> 選定した本文:
+++

矢野 和男 日立製作所 フェロー / 山口 周氏 独立研究者・著作家・パブリックスピーカー
自身のAIプログラム開発の経験を踏まえ、矢野フェローは経済活動における投資の考え方を転換することが必要ではないかと問う。さらに、予測不能な未来に向き合うとき、個人、企業や社会にとっての揺るがない目的として「幸福」を据えることの意義について語る。

「第1回:幸福とは何かをあらためて考える」はこちら>
「第2回:複雑な現象を統一的に理解したい」はこちら>
「第3回:物理学の視点で社会の動きを見る」はこちら>
「第4回:データとAIで未来を見通すことはできない」はこちら>

人の成長に投資するという考え方

山口
矢野さんのブログを拝読して興味深かったのは、AIの開発に60日かかっていたのが、経験を積んだことにより3日でできるようになることは、「実験と学習」への投資の結果であるというお話です。

矢野
昨年あるAIのプログラムを書いたのですが、1年間にわたって試行錯誤を繰り返し、最初のバージョンから100回近くも改良したので、正味60日分ぐらいの時間がかかりました。AIのプログラムって実は1,000行程度で、それほど巨大なものではありません。普通のプログラムよりも一段上位の概念で記述していて、逐一指示を書かなくても機能するため結果は短くてすむのですが、状況によらずに汎用的に対処できるようにするには何度も試行錯誤が必要でした。

ただ、もし今そのソースコードが消えてしまい、もう一度書いてみろと言われたら、おそらく3日程度で済むでしょう。中身は隅から隅まで頭に入っていますし、どこが肝なのかもよくわかっているからです。

このことは、問題の捉え方がよくわからなかった未熟な私が、1年かけて、複雑で汎用的な問題解決法であるプログラムをつくることのできる私自身に成長したことを意味しています。これを投資と見れば、プログラムというモノの生産に投資したのではなく、私という人間の1年間の実験と学習に投資したのだと言えます。その結果、私が成長したことが生産であるということです。生産とは形のあるモノを外に生み出すということだけではなく、人の能力を高め、成長させることだという見方もできると思います。

+++

> 抽出データ:
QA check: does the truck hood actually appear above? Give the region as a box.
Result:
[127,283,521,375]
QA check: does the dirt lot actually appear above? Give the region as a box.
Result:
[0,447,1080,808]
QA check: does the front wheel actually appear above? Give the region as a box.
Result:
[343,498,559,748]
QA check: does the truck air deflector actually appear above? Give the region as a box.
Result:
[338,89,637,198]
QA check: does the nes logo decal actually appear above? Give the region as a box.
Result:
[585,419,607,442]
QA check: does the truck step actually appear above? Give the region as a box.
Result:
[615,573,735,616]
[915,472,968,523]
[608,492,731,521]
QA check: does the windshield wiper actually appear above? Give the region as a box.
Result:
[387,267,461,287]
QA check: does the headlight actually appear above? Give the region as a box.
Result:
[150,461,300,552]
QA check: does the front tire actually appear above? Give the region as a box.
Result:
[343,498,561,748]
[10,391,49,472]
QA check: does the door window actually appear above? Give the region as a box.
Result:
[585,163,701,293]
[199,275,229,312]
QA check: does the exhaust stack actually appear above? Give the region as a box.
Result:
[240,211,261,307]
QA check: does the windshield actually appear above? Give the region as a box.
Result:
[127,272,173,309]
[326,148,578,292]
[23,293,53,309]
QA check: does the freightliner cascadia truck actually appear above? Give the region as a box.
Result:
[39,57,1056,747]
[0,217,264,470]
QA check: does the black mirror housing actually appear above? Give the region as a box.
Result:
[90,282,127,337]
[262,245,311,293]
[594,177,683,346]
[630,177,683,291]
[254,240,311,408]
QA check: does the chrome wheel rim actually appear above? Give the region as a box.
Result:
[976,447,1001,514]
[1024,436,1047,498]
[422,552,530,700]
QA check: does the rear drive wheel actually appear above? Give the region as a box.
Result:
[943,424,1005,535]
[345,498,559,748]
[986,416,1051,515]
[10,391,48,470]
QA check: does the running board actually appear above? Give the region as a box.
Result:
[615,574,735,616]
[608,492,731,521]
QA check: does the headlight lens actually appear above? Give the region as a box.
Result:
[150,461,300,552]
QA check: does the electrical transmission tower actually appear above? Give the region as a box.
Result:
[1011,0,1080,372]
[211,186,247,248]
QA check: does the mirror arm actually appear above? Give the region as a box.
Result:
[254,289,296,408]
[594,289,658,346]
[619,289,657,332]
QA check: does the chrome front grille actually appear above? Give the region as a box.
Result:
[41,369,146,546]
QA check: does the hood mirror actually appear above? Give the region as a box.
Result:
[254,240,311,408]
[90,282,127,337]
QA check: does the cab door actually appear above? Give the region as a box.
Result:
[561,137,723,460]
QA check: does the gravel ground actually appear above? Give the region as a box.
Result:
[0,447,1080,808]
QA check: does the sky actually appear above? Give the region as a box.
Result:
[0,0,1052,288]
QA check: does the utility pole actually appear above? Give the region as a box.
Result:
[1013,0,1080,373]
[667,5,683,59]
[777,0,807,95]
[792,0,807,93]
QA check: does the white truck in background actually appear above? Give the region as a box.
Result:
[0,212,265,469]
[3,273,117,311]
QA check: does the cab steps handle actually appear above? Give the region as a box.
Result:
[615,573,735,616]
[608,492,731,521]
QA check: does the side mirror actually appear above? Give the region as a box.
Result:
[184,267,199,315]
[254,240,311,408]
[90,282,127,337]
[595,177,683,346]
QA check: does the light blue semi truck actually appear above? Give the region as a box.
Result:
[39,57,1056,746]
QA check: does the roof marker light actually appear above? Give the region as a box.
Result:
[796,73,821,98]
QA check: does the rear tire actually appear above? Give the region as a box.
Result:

+++

> 作業内容:
1) AI開発と成長への投資をめぐる対談で、矢野さんは自分が書いたAIのプログラムが何行程度だと述べていますか？
2) AI開発と成長への投資をめぐる対談を、最後の文の後から書き継いでください。
抽出データの各行は、この対談とは別個の資料です。

> 番号別の解答:
1) 1,000行程度です。

2)
山口
近年、経済における無形資産の重要性が高まっていて、全米企業のバランスシートの中で無形資産の占める割合が80%に達するという試算もあります。バランスシートに載らない無形資産こそが重要だという議論もあり、AIの開発期間を短縮する能力などは、そうした無形資産の最たるものだと思います。個人の能力が高まったことは企業のアセット(資産)が増えたことになるのに、今の財務会計方法では数値化できないわけですよね。そう考えると、価値というものの捉え方を変えていく必要があるのかもしれません。

矢野
人間の成長は、試行錯誤、あるいは実験と学習によって得られるものです。人の成長に投資するということは、一定の枠は必要かもしれませんが、実験と学習のための自由を与えることであるというふうに、考え方を転換していく必要があると思っています。

予測不能な未来に向き合うとき、必要なもの

山口
モノではなく人をつくるという視点が、企業や経済の成長には必要ですね。それが、幸せな組織とか、幸せな働き方にもつながっていくように感じます。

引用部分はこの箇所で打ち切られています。